(GIVEN ENTRIES begins)

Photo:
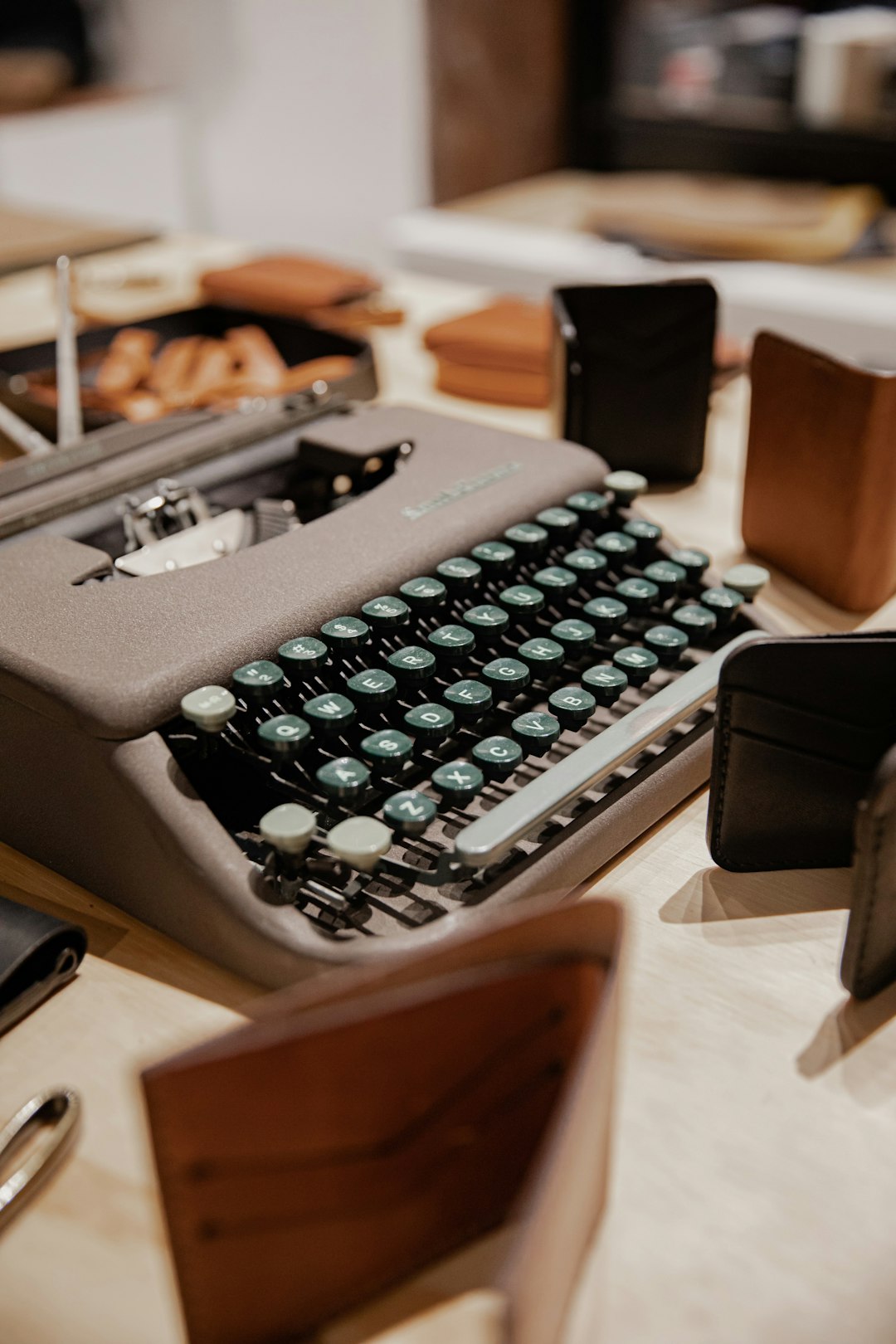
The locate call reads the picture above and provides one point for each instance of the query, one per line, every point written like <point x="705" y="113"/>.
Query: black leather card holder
<point x="801" y="724"/>
<point x="635" y="373"/>
<point x="38" y="955"/>
<point x="804" y="776"/>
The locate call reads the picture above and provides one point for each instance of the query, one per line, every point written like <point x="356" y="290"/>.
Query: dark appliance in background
<point x="724" y="88"/>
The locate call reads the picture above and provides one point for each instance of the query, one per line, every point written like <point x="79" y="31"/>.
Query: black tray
<point x="296" y="342"/>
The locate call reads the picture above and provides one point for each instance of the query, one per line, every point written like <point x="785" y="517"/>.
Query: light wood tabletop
<point x="754" y="1190"/>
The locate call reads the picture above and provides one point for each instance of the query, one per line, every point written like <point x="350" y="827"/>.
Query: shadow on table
<point x="869" y="1075"/>
<point x="713" y="895"/>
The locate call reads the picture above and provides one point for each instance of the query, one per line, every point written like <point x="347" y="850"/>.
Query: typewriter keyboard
<point x="407" y="757"/>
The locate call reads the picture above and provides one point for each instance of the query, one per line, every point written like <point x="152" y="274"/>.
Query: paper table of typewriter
<point x="476" y="682"/>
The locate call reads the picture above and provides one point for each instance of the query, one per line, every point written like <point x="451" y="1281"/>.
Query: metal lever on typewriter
<point x="175" y="528"/>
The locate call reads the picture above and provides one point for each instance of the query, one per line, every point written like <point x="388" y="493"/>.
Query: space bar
<point x="490" y="838"/>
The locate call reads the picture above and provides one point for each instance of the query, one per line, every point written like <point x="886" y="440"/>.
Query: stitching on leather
<point x="869" y="906"/>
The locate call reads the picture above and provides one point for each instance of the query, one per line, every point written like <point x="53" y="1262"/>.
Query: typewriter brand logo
<point x="461" y="489"/>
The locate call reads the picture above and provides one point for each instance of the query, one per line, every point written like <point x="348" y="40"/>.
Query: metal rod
<point x="26" y="437"/>
<point x="67" y="381"/>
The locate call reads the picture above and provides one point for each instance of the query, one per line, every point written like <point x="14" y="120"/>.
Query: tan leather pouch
<point x="288" y="285"/>
<point x="377" y="1118"/>
<point x="509" y="335"/>
<point x="820" y="489"/>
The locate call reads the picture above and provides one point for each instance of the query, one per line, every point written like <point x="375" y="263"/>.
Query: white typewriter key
<point x="288" y="828"/>
<point x="360" y="841"/>
<point x="625" y="485"/>
<point x="208" y="707"/>
<point x="747" y="580"/>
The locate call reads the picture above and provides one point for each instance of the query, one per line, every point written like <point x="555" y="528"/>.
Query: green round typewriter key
<point x="607" y="613"/>
<point x="508" y="674"/>
<point x="423" y="593"/>
<point x="528" y="538"/>
<point x="575" y="636"/>
<point x="694" y="620"/>
<point x="386" y="611"/>
<point x="303" y="655"/>
<point x="387" y="747"/>
<point x="260" y="680"/>
<point x="638" y="594"/>
<point x="469" y="699"/>
<point x="617" y="546"/>
<point x="343" y="777"/>
<point x="460" y="572"/>
<point x="457" y="782"/>
<point x="535" y="732"/>
<point x="723" y="602"/>
<point x="486" y="620"/>
<point x="345" y="632"/>
<point x="522" y="598"/>
<point x="412" y="663"/>
<point x="451" y="641"/>
<point x="360" y="841"/>
<point x="666" y="576"/>
<point x="746" y="578"/>
<point x="666" y="641"/>
<point x="559" y="522"/>
<point x="329" y="713"/>
<point x="638" y="665"/>
<point x="555" y="581"/>
<point x="373" y="686"/>
<point x="625" y="485"/>
<point x="494" y="557"/>
<point x="605" y="683"/>
<point x="586" y="563"/>
<point x="410" y="812"/>
<point x="589" y="504"/>
<point x="430" y="722"/>
<point x="497" y="757"/>
<point x="572" y="706"/>
<point x="692" y="562"/>
<point x="542" y="655"/>
<point x="285" y="735"/>
<point x="645" y="533"/>
<point x="210" y="707"/>
<point x="289" y="828"/>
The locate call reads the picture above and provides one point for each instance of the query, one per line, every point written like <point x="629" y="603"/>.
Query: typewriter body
<point x="461" y="678"/>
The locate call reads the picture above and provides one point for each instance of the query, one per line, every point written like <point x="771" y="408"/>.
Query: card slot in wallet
<point x="818" y="735"/>
<point x="367" y="1125"/>
<point x="798" y="812"/>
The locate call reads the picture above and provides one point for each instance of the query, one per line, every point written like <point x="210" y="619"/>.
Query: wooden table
<point x="754" y="1192"/>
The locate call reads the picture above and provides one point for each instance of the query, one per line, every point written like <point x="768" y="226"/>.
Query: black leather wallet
<point x="798" y="778"/>
<point x="635" y="373"/>
<point x="38" y="955"/>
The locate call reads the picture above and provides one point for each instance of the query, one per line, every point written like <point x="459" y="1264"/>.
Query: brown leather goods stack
<point x="377" y="1118"/>
<point x="500" y="353"/>
<point x="321" y="292"/>
<point x="820" y="489"/>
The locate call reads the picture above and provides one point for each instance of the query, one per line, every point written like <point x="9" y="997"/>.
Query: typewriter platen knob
<point x="746" y="578"/>
<point x="210" y="707"/>
<point x="360" y="841"/>
<point x="625" y="485"/>
<point x="288" y="828"/>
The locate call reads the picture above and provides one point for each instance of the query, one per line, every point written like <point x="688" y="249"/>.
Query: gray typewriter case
<point x="89" y="672"/>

(GIVEN ENTRIES ends)

### EXERCISE
Look for the line with "Query: brown leather goods stack" in the records above. Repeat it and each line after it exactly.

### EXERCISE ANSWER
Query: brown leather goods stack
<point x="377" y="1118"/>
<point x="500" y="353"/>
<point x="321" y="292"/>
<point x="820" y="489"/>
The locate call reads the picture above and provides one point for each instance of the query, one per line, every point written like <point x="9" y="997"/>.
Query: typewriter platen knob
<point x="746" y="578"/>
<point x="210" y="707"/>
<point x="360" y="841"/>
<point x="625" y="485"/>
<point x="288" y="828"/>
The locate call reads the picture above and provides one point for each instance of the query, one per line, every point written like <point x="688" y="249"/>.
Query: gray typewriter case
<point x="89" y="672"/>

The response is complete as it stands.